Your response should give back each record exactly, word for word.

Items from a data source
********************
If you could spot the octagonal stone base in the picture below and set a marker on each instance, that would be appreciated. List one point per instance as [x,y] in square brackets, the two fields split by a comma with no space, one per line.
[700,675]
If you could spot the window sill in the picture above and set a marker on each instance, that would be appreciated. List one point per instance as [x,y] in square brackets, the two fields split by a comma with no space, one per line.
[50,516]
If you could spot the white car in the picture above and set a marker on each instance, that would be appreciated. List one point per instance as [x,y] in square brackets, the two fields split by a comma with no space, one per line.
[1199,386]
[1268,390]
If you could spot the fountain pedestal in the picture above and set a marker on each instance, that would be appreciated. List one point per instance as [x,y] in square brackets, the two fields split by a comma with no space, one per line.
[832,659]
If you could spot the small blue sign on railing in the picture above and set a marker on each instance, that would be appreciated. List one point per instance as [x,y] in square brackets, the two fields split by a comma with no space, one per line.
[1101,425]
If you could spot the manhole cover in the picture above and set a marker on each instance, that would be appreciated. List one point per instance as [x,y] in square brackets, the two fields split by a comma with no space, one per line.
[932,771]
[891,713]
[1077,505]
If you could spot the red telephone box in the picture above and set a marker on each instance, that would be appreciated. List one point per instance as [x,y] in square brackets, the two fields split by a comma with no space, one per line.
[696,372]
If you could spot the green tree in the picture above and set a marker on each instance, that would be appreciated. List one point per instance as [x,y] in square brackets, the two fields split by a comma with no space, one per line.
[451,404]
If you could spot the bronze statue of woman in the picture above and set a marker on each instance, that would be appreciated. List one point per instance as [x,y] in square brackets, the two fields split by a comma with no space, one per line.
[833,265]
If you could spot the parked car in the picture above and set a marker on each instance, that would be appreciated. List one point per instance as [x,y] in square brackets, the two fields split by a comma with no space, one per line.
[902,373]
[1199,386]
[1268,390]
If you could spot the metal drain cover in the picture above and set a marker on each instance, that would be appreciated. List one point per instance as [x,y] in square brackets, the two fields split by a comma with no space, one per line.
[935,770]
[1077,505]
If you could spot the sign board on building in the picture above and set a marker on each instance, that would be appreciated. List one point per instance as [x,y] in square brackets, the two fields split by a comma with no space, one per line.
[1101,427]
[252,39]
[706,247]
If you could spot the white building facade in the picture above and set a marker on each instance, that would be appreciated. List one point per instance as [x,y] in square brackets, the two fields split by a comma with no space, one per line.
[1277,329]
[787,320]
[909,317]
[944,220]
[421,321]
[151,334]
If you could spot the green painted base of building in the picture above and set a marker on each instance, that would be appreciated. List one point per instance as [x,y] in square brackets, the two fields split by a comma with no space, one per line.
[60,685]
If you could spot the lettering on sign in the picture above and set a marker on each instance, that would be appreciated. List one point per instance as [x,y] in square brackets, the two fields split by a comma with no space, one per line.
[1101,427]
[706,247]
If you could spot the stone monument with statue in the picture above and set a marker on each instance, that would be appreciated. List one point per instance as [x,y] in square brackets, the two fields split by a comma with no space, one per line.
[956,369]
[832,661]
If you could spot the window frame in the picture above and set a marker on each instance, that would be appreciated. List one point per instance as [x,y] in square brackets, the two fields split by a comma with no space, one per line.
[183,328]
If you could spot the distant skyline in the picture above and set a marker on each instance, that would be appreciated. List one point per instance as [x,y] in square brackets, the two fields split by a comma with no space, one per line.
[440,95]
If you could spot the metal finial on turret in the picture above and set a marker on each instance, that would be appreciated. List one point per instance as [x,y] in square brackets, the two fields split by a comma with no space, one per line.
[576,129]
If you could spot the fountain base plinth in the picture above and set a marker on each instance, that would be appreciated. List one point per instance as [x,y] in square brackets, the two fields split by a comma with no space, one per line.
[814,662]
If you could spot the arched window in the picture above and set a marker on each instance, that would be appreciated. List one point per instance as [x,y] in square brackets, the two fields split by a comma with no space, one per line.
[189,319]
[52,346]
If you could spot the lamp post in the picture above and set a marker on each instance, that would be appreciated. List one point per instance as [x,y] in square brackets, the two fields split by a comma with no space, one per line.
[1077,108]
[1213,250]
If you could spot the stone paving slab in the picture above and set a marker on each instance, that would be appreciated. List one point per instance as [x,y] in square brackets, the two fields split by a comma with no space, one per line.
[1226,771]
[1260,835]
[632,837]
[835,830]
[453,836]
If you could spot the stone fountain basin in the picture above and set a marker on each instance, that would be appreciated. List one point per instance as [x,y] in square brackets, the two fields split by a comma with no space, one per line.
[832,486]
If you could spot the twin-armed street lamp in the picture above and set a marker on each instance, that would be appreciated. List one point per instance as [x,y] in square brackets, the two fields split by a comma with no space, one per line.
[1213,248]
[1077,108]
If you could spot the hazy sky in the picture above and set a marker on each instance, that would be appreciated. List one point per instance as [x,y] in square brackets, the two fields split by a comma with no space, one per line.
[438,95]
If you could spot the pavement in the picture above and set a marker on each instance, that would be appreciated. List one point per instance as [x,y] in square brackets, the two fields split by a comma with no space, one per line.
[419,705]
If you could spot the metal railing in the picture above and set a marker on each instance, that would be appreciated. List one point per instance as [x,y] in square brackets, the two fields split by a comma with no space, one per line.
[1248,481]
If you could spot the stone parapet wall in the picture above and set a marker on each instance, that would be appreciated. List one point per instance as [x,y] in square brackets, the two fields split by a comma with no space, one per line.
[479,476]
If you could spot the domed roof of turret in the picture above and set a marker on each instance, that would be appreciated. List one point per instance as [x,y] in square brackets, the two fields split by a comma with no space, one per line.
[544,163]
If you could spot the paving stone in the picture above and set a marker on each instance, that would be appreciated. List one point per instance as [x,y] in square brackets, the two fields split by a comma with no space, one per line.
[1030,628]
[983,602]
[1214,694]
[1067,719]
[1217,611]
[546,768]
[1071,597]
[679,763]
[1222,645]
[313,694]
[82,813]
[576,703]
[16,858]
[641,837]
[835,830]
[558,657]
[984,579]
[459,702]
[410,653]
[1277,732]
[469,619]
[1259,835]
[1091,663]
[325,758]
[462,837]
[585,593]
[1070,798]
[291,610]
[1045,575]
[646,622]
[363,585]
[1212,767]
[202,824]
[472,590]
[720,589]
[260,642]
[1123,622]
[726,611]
********************
- _EXERCISE SOLUTION_:
If you could spot the octagonal stone base in the picture below and set a marker on each instance, that would be appreciated. List one point per instance as [x,y] in square brackets, the two fields split by a comma with no space, one per line.
[700,675]
If you could spot the window sill in the picture above and set a marker on each instance, that would be appreciated. List one point per instance as [x,y] in square brackets, the two fields split by a comma with no space, one per line.
[50,516]
If you could spot the white car in the picture above and set a marker on each instance, that would be appreciated. List one point per instance as [x,y] in square brackets, the two fields split by a comma with no space, one per line.
[1199,386]
[1268,390]
If you could spot the fountain pedestal in the picture above and set a marker on each instance, that would be appreciated. List one point per instance as [x,y] in square brackets, the two fields split by a comma with no space, one per line.
[832,659]
If you could spot the small blue sign on railing in the picture above and set a marker on each instance, that would be appreciated. List one point per instance as [x,y] in square brackets, the two fields split by a comma with no space, one per line.
[1101,425]
If you could spot the manhole cover in the picture above and set a marker on each instance, that would be appreciated. List one point per instance as [x,y] in square brackets, the two fields split by a comma with no space, one per line.
[932,771]
[891,713]
[1077,505]
If you could spot the red telephone box in the picture above and set a marker on each instance, that would be appreciated. List one point per instance as [x,y] in square brackets, the two fields split by a comma with no space, one per line.
[696,372]
If you could spot the green tree in the picture above and set a marker on each instance, that would be appreciated. List one point per instance as [x,y] in square brackets, the two fields split by a comma with no space, one per line.
[451,404]
If you could spot the bronze statue of woman in the picture above and set a marker on each instance, that would be appreciated. List one point per instance as [x,y] in square brackets, the two fields split by a comma with no space, one per line.
[833,265]
If you could spot the parked car in the picture above and set a marker on each instance, that would be appreciated. List one point per instance as [x,y] in square brackets, the two fields split by a comma with no space, one per line.
[902,373]
[1199,386]
[1268,390]
If you could spot the metal drain cover in the picture above and set a marker on each instance, that would be appreciated. List one point per instance as [x,y] in square brackets, the two fields split by a comma with no space, one per line.
[935,770]
[1077,505]
If you could spot the sign board on building in the picture above and set a marker on each instance, that would be appreciated. List one point per instance as [x,y] in square brackets, the two fields split by a comma with no space, one per line.
[1101,427]
[252,39]
[706,247]
If you could spot the white building facade in the picture above and set a marker on each instance, that would be appreciated. List one point per instance as [x,y] in square brackets, the two fields split by a comma with no space, one per line.
[1277,329]
[787,320]
[909,317]
[944,220]
[421,321]
[151,334]
If you could spot the green painted base of building in the picture above and set a marker on each instance, that would be appreciated. List one point per instance as [x,y] in square brackets, the two fields split by a comma with no space, one per line.
[60,685]
If you could spot the lettering on sign in the picture above and set a marker on each instance, that would be appreciated. List one point per instance as [x,y] in square brackets, the two fields split by a comma with no space, one per line.
[1101,427]
[706,247]
If you could spot the stone monument with statue in the picture above and set a marker on each instance, that would be appreciated. List one point per instance as [x,y] in square brackets, the two fields split by a comma with no space, one per line.
[956,369]
[832,661]
If you could spot the window frame in the picture above and set a marker on each instance, that would be appreciated. List one point per instance as [x,y] in square brackets, the two fields split by a comma with no space, one per line.
[183,328]
If you could spot the distant skyline in the picture above and set a marker on each instance, that would be appreciated. List one point per instance as [x,y] in square brackets, the two fields split by a comma with no space, one per line.
[440,95]
If you could spot the metal finial on turret in the picture above and set a marker on each instance, that would be appreciated. List one point per instance as [x,y] in square brackets, the two fields split by a comma with no space, one per line.
[576,129]
If you could spot the fountain base plinth in the picture above and set a marker on each instance, that would be appreciated. List one point per instance as [x,y] in square brackets, the two fields split by a comma with no space, one per line.
[814,662]
If you could spot the arched window in the picture above and set a marker on each instance, that would be appreciated. List one point per instance as [x,y] in square brackets, the two fields split by a comma with no space, one per line.
[189,319]
[52,346]
If you could spot the lamp post in the picture above and set a marker on each instance, that would be appreciated. List one point per instance as [x,y] in square brackets, the two fields split by a comma with no space, one per line.
[1077,108]
[1213,250]
If you could spot the stone paving slab in the picture above and set a marker on each instance, that would be appreciated. List one point per instance as [x,y] in square brackets, the two fields split by a comma with no space, one per line.
[1226,771]
[1260,835]
[632,837]
[835,830]
[453,836]
If you could spot the stone fountain basin in the picture above and set a marker on each instance, that would be appreciated. List one point per instance as [x,y] in square brackets, the two fields split by a comma with no space, one per line.
[832,486]
If you could spot the twin-armed street lamp in the picture above and set a marker on each instance, that would be appreciated. List one point per instance as [x,y] in square brackets, the two fields split by a comma with no space, one per line.
[1213,248]
[1077,108]
If you could spot the hazy sky in the picture above and set a marker on each instance, that would be appreciated. List one point per instance as [x,y] in square brackets, the two fields split by a comma with no space, one per line.
[438,95]
If you could spot the pavement in the picture above and set a marker on each instance, that would be appreciated. List one point per instance as [x,y] in square brackets, the two fields split by a comma with no space, one per line.
[419,705]
If you could spot the metal railing in the picture above and set a marker on each instance, that would be appreciated. List one point per instance as [x,y] in square brackets, the two fields split by a comma with no space, one per line.
[1248,481]
If you could spot the stone parapet wall in the picture above and set a marker on each instance, that would be appreciated. List one point per instance as [x,y] in square brackets, the two fields split by a comma with no space, one per line.
[479,476]
If you could spot the domed roof of turret in the picture above and set a marker on each instance, that would be appreciated. List one point per instance as [x,y] in square brackets, the two fields split by a comma with no space, one per line.
[544,163]
If you could spot the paving stone in the picture above and set a marker on each instance, that would be appreciated. List one point per instance as [x,y] in square brackets, the two fields split by a comma with no space, one per line.
[1030,628]
[983,602]
[1214,694]
[1067,719]
[1217,611]
[546,768]
[1071,597]
[679,763]
[1222,645]
[313,694]
[82,813]
[576,703]
[16,858]
[641,837]
[835,830]
[558,657]
[984,579]
[459,702]
[410,653]
[1277,732]
[469,619]
[1259,835]
[1091,663]
[325,758]
[462,837]
[585,593]
[1070,798]
[291,610]
[1045,575]
[646,622]
[363,585]
[1212,767]
[202,824]
[472,590]
[720,589]
[260,642]
[1123,622]
[726,611]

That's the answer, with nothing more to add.